Data under study Start Marker

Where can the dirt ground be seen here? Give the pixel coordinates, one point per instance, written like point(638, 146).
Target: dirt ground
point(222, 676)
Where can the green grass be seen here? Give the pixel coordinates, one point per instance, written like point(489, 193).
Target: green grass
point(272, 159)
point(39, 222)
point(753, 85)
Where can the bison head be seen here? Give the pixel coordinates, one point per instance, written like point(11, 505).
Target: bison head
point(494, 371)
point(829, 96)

Data under study End Marker
Data under study Start Marker

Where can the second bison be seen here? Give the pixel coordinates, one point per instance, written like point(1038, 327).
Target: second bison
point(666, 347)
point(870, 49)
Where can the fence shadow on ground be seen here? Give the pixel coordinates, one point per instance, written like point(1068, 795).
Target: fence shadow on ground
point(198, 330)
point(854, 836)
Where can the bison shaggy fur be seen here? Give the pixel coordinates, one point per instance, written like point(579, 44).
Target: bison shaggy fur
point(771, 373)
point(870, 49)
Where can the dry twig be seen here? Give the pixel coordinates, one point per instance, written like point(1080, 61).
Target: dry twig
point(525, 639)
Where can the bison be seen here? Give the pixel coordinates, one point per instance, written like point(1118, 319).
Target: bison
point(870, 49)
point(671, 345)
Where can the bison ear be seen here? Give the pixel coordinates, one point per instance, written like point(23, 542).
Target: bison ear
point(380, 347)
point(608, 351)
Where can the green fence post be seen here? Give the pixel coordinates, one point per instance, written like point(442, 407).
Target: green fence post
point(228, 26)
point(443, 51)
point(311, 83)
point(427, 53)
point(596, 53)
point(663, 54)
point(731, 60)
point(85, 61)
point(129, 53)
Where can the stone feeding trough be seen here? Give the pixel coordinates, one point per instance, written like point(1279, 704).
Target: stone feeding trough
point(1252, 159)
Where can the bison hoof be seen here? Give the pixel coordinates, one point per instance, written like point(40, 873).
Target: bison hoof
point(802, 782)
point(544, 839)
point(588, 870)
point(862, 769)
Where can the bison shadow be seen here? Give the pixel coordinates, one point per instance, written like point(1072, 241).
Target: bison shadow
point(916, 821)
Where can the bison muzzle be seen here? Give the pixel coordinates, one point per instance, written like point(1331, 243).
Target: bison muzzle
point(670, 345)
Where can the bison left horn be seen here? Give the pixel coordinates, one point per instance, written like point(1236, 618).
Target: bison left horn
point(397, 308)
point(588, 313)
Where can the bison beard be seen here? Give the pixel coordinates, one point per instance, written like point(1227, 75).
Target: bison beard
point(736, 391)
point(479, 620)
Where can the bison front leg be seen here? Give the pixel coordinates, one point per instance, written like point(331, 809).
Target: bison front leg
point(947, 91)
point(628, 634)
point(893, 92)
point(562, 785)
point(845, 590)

Data under study End Marker

What the exercise asks | Starting at the line that contains "Where can the dirt" and stopping after the line that contains "Where can the bison head", write out every line exactly as it appears above, and no other line.

Exercise answer |
Where can the dirt ground be seen here? Give the pixel coordinates, one point per instance, written like point(638, 146).
Target: dirt ground
point(222, 676)
Where can the green grass be seen here? Give the pixel coordinates, one point per instance, written like point(489, 193).
Target: green grass
point(272, 159)
point(39, 222)
point(753, 85)
Where can the bison head be seen here? Give the pixel coordinates, one point per instance, written like point(11, 505).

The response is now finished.